普段意識しないからこそ価値がある“土木”の魅力

J-WAVEの日曜深夜0時からの番組「GROWING REED」(ナビゲーター:岡田准一)。6月26日のオンエアでは、土木科出身の建築家で、都市再生戦略やまちづくりのディレクションまで幅広く手がける西村浩さんをゲストに迎え、現在開催中の「土木展」についてお話をうかがいました。

*  *  *

岡田:世の中、ほとんど土木ですよね? ビルもそうなのかな?

西村:建築って、皆が分かりますよね? ビルとか家とかなんですけど。それ以外の地べたを見てもらうとほぼ全部、土木なんですよね。土木の上に建物が建っているんですね。土木の上で農業をしていたり。地べたの上がみんな土木で成り立っているということを、おそらく皆さん、ほぼ意識されたことがないですよね。

岡田:これを知ってもらおう、っていう?

西村:そうです。「ありがたいぞっ」っていう。工事のクレームだけじゃないぞ(笑)。

岡田:「ありがたいぞっ」と(笑)。

土木を広く認知してもらおうというこの試みですが、西村さんはディレクターの依頼を受けただけとのこと。元々は21_21 DESIGN SIGHTの3人のデザイナーの発案なのだとか。3人の「土木やろうぜ!」という悪ノリからはじまった企画なのだそうです!
────
**問題 1:** 下の行のうち、文字列「building」を含む行をすべて書き出してください。

**課題用データ:**
────
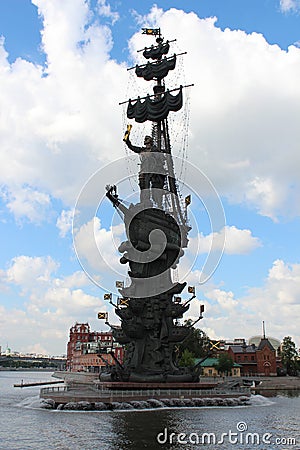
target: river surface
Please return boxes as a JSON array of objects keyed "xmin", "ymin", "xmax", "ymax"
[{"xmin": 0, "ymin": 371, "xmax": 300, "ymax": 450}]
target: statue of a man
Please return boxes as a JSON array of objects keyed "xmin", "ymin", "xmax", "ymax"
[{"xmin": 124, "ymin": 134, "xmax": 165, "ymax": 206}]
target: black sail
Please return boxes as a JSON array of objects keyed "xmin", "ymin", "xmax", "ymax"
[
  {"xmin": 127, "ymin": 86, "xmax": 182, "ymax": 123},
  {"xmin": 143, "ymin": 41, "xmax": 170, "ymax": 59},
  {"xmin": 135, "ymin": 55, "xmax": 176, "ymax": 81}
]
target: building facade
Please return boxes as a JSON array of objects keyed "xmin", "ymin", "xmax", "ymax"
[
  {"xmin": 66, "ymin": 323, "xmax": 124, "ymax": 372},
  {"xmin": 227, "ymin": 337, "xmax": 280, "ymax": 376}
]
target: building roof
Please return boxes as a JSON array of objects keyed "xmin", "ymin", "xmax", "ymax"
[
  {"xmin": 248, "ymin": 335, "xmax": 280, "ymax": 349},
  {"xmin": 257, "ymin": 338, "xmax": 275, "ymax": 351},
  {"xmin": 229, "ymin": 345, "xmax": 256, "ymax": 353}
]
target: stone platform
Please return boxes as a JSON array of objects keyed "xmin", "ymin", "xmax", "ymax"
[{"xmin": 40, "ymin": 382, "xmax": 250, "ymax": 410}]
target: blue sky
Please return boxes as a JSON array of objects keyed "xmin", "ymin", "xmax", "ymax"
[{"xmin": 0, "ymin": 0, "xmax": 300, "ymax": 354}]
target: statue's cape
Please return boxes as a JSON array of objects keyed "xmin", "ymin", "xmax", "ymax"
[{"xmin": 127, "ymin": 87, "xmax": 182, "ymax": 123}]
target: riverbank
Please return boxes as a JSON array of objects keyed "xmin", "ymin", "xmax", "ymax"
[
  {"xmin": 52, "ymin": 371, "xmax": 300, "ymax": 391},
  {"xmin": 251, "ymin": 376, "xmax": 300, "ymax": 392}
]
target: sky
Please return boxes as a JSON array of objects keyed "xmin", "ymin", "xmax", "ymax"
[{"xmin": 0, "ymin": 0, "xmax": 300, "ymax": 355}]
────
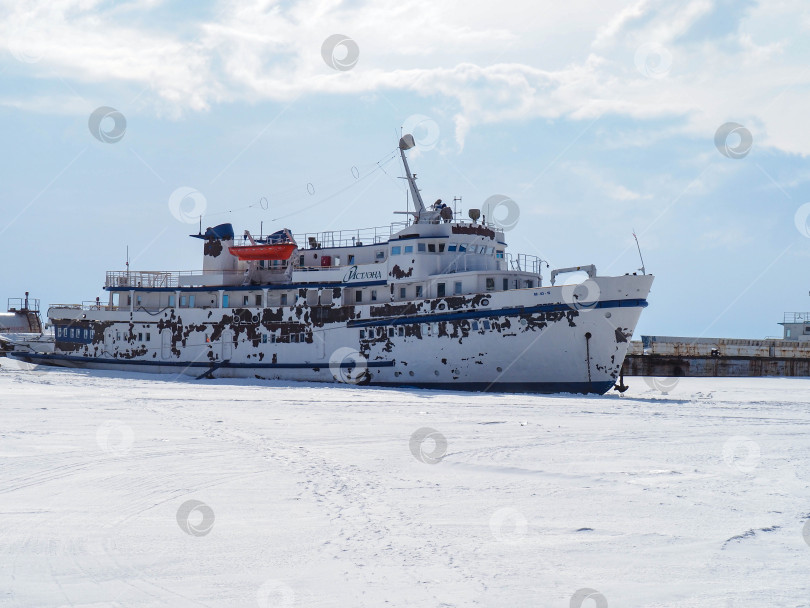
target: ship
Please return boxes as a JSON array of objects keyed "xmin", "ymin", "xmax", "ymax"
────
**問題 2:** 上の「土木展」についての記事を、最後の文の後から書き継ぐこと。

**解答 1:**
target: building facade
target: building roof

**解答 2:**
また、西村さんの見解では、今回の「土木展」は2020年の東京オリンピックとタイミングが重なります。1964年の東京オリンピックは、高度経済成長期に開催され、国際社会に出て行く機運により、いろいろなインフラが整備されました。しかし、今回のオリンピックでは環境が真逆になります。人口が減っている社会環境で、土木のあり方も全く変わってくるそうです。

西村:時代はものすごく変わっていて、その中で土木っていう切り口で社会を見てみるのはおそらく、自分たちの暮らしがどうあるべきか、考えるいいチャンスだと。でもさっき言ったみたいに、誰も土木の上で生きていると思っていないですから。

岡田:実感が…ないですよね。

西村:みんな、普通にトイレ行ったりすると思うんですけど。トイレが何で成り立っているかというと、下水道で成り立っているわけですよ。下水道があるからみんなトイレに行けるわけですよね。そういうことを意識されないのが、実は土木なんです。

岡田:縁の下の力持ちですよね。

西村:そう! 何と言っても日常だからですよね。日常ってのは意識されないことの方が、価値なんですよね。毎日、日常を意識させられたら、毎日圧迫感ありすぎて辛いと思うんです。いちいちトイレに行って手を合わせて感謝しなきゃならないっていったら、辛いですよね(笑)。

今回の「土木展」では「つなぐ、ながす、ほる、ためる」というキーワードが重要になっています。これは子どもたちにも分かるように、一見複雑な土木の世界を噛み砕いて、分かりやすく分解したものなのだとか。これ以外にも、ささえる、つむといったさまざまなキーワードがあり、作品ごとに体験と参加ができるそうです。

最後に「これからの幸せとは?」という岡田からの突然の質問に、西村さんが答えてくださいました。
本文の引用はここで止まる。